What to produce |
Only the number is wanted: how many lines in the material below contain "separate".

Supplied information |
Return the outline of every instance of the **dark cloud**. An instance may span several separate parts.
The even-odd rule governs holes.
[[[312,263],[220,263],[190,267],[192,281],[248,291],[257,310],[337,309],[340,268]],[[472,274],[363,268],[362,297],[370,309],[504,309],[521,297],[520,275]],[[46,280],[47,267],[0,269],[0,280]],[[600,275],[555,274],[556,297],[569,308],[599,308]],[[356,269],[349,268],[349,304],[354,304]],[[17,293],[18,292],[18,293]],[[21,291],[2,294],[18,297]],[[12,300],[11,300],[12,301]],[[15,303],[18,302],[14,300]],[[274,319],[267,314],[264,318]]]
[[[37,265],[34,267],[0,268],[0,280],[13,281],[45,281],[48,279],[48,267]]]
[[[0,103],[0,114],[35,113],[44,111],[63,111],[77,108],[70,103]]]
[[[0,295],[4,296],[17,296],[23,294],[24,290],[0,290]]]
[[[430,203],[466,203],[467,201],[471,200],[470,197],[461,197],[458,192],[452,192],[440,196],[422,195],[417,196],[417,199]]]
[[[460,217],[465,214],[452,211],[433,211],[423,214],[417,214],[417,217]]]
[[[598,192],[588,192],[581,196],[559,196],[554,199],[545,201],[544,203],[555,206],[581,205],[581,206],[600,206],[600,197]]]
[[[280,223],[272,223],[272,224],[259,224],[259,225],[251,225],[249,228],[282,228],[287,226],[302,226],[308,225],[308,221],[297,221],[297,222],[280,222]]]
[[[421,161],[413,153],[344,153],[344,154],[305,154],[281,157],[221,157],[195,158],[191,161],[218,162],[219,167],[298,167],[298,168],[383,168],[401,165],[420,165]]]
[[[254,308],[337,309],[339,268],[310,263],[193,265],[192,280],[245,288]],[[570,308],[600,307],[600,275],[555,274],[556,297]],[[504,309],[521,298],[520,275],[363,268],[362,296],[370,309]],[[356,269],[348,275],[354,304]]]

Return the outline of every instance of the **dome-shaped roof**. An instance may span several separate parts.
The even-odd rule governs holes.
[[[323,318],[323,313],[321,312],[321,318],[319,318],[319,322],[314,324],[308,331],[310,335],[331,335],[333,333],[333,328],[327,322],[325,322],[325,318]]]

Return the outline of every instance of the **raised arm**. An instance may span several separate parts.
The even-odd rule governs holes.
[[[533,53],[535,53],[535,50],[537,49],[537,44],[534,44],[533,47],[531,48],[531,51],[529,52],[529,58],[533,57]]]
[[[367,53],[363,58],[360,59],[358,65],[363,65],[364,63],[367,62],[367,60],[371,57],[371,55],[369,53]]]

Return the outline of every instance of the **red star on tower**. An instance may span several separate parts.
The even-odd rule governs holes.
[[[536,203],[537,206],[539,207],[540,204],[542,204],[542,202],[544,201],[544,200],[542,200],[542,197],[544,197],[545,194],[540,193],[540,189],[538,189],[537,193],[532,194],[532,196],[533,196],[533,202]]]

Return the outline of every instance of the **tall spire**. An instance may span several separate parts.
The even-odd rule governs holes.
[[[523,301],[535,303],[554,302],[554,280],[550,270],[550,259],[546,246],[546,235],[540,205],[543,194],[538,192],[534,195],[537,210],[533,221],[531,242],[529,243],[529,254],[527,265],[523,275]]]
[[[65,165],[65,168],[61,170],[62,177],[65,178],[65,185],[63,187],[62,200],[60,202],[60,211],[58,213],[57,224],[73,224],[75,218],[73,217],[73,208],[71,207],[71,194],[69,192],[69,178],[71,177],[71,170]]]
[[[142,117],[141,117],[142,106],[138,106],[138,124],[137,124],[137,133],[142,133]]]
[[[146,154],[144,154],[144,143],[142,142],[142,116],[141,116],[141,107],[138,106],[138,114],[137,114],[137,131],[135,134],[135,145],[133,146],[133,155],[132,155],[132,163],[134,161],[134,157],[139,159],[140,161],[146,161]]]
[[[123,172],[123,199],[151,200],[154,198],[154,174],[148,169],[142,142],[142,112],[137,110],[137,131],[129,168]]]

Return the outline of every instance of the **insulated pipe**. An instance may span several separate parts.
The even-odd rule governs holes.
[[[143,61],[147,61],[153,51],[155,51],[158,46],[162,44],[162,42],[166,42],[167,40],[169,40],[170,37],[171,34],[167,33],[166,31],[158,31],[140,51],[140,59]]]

Written answer |
6